### Task goal
Please write out the stretch of the cybersecurity article from "Cybersecurity legislation states" through "and attack prevention.".

Cybersecurity and the Law: Data Protection Is Your Responsibility
Cybersecurity breaches are becoming more and more common, with the news reporting on more high-profile breaches than ever before. From eBay to Sony, the past few years have seen successful attackers gain access to sensitive company and customer data, often with devastating repercussions. Although it’s often the large corporations that we hear about in the news when they fall victim to cyberattacks, it’s vital for all business owners to understand that nobody is safe from manipulative and cunning cybercriminals. Because of this, cybersecurity legislation and compliance training is vital for employees of all businesses of all sizes in order to best prevent an attack.
Cybersecurity compliance training should always begin with basic, regular awareness training for employees. Although the majority of cyberattacks are carried out externally by a criminal coder who gains access to company data through malicious malware, other attacks are often made possible thanks to the negligence or even ignorance of company employees about the issue. In many cases, employees who fall foul to social engineering attacks which target human psychology to manipulate people into handing over information can put a company at dire risk or even allow an attack to happen. Ensuring that all employees are compliant with cybersecurity policies should never simply involve writing up policies and implementing them; employees should also be educated and made aware of cyberattacks and how to prevent them.
Many business owners and managers make the mistake of believing that cybersecurity policies are much the same as any other policy, such as customer service policies, which can be written, implemented, and then essentially forgotten about. However, this couldn’t be further from the truth. In order to ensure that your organisation and employees are fully compliant with cybersecurity legislation and best protected against any possible attacks, staying constantly up to date and regularly reviewing policies is absolutely vital. The truth is that a company that was extremely protected and practically immune from an attack last year could be at significant risk this year if they have failed to update their policies and plans of action. This is because cybercrime is constantly evolving, with criminals and hackers regularly coming up with new malware to get past updated antivirus software. For this reason, staying one step ahead as much as possible with your policies is essential to reducing risk. A simulated attack is a good way of discovering just how strong your company’s cybersecurity is.
It Will Happen to You
Too many business owners and employees have read about security breaches in the news and know that they occur, but are under the illusion that it ‘won’t happen to them’. However, the truth is that more and more businesses are at a higher risk of cybercrime than ever before, with a huge percentage of small businesses falling foul to hacking and social engineering attacks. When designing your company policies for cybersecurity, it is vital to do so with the assumption that an attack is simply waiting to happen. By having this attitude, you and your employees will be better prepared in the event of an attack, and will also be more vigilant whilst working making you better able to recognise the signs of an attempted cyberattack.
The protection of your customers’ and employees’ sensitive data should always be the first priority when preventing a cyberattack. If, as an organisation, you store data about your employees and customers such as addresses, National Insurance numbers, financial information and medical records, the protection of these is your responsibility by law. Because of this, an organisation which fails to do so could also experience severe legal consequences in the event of an attack, not to mention a serious decline in reputation and the loss of employees and customers who were affected.
Protecting data should be your most important concern, for example only giving certain, trusted members of staff authorisation to access sensitive employee and customer data and encrypting systems which store the information. Anti-virus software and firewalls on any machines or servers which store sensitive customer or employee data should always be completely up to date and regularly checked. Employees who deal with sensitive data should be trained to be hyper vigilant and highly suspicious of emails and links which could be precursors to an attack.
Cybersecurity legislation states that it is the responsibility of a company by law to protect the sensitive data of its customers and employees. Because of this, it’s vital to have regularly updated policies in place and ensure that all employees are aware of cybersecurity and attack prevention.

[Point localization data]
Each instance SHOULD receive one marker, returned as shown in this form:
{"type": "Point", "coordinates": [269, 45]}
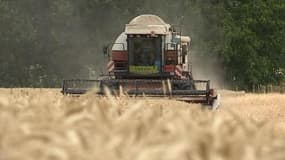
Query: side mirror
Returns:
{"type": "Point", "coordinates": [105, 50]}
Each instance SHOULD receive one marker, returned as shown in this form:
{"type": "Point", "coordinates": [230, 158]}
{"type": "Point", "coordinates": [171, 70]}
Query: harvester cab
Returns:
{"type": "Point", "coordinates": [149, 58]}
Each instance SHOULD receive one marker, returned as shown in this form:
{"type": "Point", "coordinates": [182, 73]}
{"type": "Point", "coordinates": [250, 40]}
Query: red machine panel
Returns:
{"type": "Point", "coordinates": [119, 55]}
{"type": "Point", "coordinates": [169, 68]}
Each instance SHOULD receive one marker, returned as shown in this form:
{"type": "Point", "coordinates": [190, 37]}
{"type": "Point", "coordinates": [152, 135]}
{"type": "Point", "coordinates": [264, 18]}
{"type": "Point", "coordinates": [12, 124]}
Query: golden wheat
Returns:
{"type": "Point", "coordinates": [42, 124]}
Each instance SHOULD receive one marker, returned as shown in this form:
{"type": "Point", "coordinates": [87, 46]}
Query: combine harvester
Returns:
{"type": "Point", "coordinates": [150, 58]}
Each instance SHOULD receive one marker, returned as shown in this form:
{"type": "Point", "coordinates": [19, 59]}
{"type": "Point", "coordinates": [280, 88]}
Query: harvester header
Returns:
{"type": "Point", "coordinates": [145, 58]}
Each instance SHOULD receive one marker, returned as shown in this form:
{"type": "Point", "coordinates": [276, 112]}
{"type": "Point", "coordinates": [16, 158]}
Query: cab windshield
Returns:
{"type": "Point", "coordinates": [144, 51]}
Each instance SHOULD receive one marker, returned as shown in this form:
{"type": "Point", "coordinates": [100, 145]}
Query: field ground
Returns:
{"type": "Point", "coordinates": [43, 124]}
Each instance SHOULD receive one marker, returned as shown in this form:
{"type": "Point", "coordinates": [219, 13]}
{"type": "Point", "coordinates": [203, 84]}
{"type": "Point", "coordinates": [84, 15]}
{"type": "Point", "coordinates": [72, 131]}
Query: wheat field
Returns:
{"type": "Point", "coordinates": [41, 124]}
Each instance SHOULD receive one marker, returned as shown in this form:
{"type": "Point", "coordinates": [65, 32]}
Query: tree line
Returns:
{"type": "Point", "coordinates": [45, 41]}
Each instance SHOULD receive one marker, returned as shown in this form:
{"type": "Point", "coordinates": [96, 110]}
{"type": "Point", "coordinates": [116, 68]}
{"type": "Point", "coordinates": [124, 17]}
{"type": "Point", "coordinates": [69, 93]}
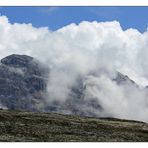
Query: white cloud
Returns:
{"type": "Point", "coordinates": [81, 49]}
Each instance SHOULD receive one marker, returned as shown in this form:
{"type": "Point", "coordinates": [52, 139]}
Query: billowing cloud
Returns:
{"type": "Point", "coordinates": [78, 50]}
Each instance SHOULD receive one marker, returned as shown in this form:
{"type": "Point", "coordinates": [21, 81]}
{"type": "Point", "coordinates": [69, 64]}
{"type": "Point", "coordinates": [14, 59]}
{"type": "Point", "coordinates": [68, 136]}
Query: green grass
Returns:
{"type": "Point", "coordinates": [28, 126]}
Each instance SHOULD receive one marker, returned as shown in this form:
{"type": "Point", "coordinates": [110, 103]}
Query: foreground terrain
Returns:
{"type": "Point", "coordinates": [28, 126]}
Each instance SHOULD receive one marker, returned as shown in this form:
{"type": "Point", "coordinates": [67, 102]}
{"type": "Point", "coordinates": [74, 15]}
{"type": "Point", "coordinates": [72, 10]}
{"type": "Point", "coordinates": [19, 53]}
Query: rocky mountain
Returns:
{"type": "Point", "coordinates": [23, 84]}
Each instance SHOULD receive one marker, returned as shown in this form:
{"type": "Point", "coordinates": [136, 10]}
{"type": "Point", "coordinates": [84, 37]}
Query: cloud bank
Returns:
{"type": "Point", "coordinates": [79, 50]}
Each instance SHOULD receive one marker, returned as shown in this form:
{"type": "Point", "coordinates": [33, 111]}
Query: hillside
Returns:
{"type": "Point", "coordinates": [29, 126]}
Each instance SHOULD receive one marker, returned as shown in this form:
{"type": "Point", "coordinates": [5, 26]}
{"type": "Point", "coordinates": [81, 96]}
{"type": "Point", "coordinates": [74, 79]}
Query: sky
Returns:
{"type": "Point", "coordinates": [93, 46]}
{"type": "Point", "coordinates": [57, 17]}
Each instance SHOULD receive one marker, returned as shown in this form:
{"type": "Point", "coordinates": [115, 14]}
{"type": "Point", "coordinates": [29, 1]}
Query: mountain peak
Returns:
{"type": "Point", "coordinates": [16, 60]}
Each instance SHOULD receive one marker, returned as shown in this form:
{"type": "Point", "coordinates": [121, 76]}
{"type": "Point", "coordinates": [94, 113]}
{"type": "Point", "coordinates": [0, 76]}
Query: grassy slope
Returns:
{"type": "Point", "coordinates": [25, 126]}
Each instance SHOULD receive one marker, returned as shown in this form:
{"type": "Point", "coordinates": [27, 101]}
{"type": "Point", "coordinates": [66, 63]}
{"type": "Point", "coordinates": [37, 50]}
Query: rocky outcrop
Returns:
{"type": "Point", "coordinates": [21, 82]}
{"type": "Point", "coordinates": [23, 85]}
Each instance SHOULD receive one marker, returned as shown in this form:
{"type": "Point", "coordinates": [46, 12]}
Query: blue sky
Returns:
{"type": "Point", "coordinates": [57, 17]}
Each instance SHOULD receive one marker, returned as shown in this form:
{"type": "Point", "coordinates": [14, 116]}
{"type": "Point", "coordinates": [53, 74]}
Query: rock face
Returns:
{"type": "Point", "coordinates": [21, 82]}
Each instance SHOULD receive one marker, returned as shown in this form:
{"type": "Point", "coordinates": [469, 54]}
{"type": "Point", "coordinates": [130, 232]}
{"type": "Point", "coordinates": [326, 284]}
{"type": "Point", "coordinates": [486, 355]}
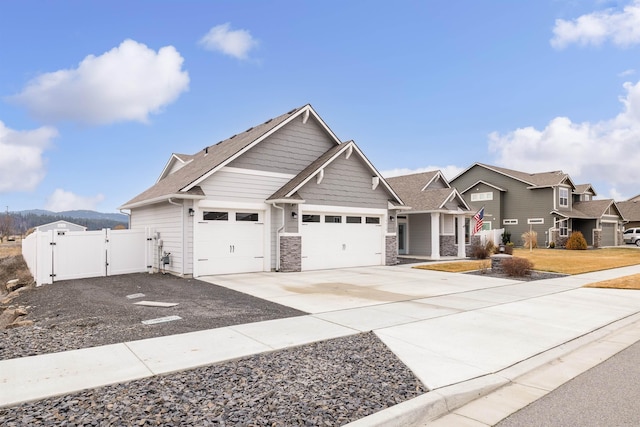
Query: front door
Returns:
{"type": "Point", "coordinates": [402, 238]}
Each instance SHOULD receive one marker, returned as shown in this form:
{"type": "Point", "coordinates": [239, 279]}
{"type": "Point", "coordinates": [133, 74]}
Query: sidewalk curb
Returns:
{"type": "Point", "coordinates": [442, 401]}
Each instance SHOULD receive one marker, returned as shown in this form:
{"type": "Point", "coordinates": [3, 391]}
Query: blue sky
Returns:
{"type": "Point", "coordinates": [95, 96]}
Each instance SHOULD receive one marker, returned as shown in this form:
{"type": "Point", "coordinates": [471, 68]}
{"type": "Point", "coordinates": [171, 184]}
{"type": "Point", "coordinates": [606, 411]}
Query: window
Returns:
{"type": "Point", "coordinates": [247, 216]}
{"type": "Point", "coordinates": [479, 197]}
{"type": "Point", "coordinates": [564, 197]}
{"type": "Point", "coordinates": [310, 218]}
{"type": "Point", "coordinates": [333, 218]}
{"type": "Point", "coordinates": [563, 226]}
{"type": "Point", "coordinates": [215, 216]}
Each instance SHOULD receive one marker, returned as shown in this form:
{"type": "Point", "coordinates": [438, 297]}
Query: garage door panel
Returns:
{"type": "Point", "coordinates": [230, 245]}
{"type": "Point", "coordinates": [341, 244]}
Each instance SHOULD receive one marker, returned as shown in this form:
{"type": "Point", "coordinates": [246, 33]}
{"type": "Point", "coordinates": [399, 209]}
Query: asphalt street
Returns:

### Written answer
Cybersecurity legislation states that it is the responsibility of a company by law to protect the sensitive data of its customers and employees. Because of this, it’s vital to have regularly updated policies in place and ensure that all employees are aware of cybersecurity and attack prevention.